SHORT PROBLEM
Repeat exactly, and only, the lines from the one holding "Mark one point per instance of the sky." through the last line of the records below.
** Start of DATASET RECORDS **
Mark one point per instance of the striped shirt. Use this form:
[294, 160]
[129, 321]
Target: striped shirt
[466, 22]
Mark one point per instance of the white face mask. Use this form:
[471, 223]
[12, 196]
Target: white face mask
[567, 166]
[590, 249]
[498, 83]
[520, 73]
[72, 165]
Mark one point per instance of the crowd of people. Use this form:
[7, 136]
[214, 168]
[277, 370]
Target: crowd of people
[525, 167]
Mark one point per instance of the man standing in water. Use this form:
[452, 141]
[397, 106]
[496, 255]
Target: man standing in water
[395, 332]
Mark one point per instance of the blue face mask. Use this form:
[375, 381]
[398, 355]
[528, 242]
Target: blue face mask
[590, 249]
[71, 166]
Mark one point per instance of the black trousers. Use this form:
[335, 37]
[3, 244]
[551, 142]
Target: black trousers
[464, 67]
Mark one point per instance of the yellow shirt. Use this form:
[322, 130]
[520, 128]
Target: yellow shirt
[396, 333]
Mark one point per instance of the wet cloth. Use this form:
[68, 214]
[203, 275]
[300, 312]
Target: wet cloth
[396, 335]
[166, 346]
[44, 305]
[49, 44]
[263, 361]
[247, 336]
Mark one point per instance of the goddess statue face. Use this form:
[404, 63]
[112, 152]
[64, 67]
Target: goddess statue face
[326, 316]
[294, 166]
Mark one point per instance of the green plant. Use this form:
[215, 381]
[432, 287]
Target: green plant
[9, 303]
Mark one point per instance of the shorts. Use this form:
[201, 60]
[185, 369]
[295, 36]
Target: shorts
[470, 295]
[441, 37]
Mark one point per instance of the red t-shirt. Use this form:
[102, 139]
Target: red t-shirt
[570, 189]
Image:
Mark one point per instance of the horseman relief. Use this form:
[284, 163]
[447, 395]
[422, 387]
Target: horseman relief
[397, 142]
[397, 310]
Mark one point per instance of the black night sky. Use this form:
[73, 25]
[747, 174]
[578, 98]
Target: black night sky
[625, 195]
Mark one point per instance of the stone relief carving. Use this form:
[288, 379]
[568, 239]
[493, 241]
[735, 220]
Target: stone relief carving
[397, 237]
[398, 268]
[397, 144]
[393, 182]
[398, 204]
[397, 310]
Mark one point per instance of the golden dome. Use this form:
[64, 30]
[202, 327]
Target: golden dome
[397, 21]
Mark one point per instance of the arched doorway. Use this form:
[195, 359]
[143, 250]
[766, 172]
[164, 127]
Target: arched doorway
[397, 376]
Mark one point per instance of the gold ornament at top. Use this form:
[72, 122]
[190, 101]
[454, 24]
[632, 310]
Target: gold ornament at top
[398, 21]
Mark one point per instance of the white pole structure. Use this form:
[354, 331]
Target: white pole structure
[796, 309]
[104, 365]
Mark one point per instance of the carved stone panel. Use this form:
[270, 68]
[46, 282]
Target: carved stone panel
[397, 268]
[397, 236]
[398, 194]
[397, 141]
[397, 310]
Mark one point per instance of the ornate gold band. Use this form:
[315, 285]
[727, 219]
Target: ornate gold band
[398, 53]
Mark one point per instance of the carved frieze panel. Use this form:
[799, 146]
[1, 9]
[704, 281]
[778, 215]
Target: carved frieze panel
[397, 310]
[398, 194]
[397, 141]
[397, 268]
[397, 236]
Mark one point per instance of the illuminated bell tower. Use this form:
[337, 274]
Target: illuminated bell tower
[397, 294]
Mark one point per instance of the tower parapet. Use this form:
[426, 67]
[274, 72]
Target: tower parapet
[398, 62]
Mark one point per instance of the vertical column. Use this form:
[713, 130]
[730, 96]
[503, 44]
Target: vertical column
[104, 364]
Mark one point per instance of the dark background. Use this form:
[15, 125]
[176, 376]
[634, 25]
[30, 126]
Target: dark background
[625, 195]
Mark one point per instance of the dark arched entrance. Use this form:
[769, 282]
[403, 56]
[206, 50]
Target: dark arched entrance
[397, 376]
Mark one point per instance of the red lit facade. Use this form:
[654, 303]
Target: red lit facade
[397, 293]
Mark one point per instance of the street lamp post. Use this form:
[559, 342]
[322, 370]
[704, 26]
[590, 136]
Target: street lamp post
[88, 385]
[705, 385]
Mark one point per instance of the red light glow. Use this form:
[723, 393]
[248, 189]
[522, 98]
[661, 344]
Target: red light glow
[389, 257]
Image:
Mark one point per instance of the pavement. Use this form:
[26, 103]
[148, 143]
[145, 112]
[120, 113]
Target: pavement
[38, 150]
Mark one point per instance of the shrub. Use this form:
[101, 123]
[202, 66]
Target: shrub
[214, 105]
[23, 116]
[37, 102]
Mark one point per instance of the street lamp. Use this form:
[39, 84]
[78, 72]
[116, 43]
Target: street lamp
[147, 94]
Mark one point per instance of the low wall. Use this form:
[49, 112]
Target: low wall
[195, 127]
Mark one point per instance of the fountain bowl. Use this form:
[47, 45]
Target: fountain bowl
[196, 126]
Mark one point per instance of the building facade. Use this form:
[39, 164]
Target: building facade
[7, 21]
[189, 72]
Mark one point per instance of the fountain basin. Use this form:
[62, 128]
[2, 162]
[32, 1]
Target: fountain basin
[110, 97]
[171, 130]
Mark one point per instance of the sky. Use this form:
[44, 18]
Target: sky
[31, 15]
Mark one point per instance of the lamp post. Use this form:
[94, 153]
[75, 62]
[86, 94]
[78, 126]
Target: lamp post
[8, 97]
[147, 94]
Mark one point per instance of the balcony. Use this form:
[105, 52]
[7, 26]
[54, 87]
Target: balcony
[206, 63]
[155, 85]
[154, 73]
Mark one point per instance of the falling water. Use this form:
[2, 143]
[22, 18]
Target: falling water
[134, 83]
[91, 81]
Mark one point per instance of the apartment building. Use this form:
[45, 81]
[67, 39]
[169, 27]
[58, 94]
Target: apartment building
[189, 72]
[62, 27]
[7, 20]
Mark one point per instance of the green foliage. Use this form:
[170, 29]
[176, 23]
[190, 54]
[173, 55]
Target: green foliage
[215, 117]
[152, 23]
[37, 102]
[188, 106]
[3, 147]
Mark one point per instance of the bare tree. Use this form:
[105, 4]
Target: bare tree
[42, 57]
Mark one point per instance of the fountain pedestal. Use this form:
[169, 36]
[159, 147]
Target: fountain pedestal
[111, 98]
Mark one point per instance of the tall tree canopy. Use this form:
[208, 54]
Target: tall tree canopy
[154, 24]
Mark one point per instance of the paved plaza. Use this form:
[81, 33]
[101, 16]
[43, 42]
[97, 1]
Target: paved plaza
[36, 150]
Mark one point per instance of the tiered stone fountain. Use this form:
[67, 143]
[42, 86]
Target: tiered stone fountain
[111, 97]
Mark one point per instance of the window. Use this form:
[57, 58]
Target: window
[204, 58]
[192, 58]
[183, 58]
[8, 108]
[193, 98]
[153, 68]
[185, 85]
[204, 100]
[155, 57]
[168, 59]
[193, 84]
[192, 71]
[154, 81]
** End of DATASET RECORDS **
RESULT
Mark one point per instance of the sky. Use this form:
[44, 18]
Target: sky
[31, 15]
Mark one point per instance of the lamp post. Use this form:
[94, 153]
[75, 62]
[86, 94]
[78, 126]
Target: lamp post
[8, 97]
[147, 94]
Mark one point per instance of the balcony. Use this form:
[105, 52]
[7, 26]
[54, 87]
Target: balcony
[206, 63]
[155, 85]
[154, 73]
Mark one point per instance of the falling water. Use this form:
[2, 143]
[22, 18]
Target: falling water
[134, 83]
[91, 81]
Mark one point per instance of the apartment building. Use this form:
[45, 81]
[67, 39]
[169, 27]
[58, 94]
Target: apartment building
[189, 72]
[62, 27]
[7, 20]
Mark one point per instance of the green foliage. Use this form:
[170, 29]
[176, 23]
[190, 54]
[173, 55]
Target: green foliage
[215, 117]
[152, 23]
[37, 102]
[188, 106]
[3, 147]
Mark one point per instance of the bare tree. Use this form:
[105, 4]
Target: bare tree
[42, 57]
Mark one point per instance of the fountain pedestal. Use this form:
[169, 36]
[159, 147]
Target: fountain pedestal
[111, 98]
Mark one point per instance of the tall tree canopy. Use this form:
[208, 54]
Target: tall tree canopy
[154, 24]
Mark one point per instance of the paved plaza. Use this form:
[81, 33]
[101, 16]
[43, 42]
[97, 1]
Target: paved plaza
[36, 150]
Mark one point per instance of the tiered stone fountain. Use this form:
[67, 143]
[42, 86]
Target: tiered stone fountain
[111, 97]
Mark one point per instance of the window. Use this form:
[57, 58]
Target: window
[204, 58]
[192, 58]
[183, 58]
[8, 108]
[193, 98]
[153, 68]
[185, 85]
[204, 100]
[155, 57]
[168, 59]
[193, 84]
[192, 71]
[154, 81]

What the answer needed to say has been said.